Dataset content section start
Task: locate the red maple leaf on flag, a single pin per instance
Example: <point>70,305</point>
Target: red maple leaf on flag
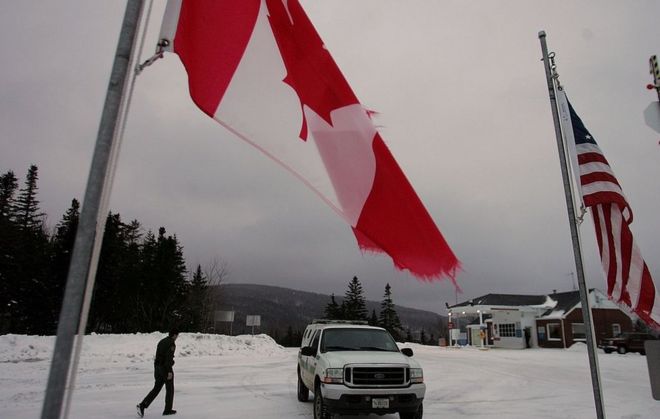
<point>311,71</point>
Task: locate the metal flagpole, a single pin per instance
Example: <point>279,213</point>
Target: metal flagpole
<point>551,75</point>
<point>82,269</point>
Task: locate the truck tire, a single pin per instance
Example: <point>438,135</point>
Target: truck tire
<point>303,391</point>
<point>320,409</point>
<point>413,415</point>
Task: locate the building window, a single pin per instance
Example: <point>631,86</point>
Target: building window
<point>578,331</point>
<point>507,330</point>
<point>554,331</point>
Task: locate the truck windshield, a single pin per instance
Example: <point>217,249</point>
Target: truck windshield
<point>341,339</point>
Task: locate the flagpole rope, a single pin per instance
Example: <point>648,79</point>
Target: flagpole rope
<point>555,76</point>
<point>159,47</point>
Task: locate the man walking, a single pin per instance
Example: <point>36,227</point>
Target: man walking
<point>163,374</point>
Dataset content section end
[What you should do]:
Filter the entries down to the lines with the word "Example" in them.

[Solution for this task]:
Example: <point>70,305</point>
Example: <point>279,213</point>
Example: <point>438,135</point>
Example: <point>631,86</point>
Example: <point>217,249</point>
Example: <point>648,79</point>
Example: <point>36,227</point>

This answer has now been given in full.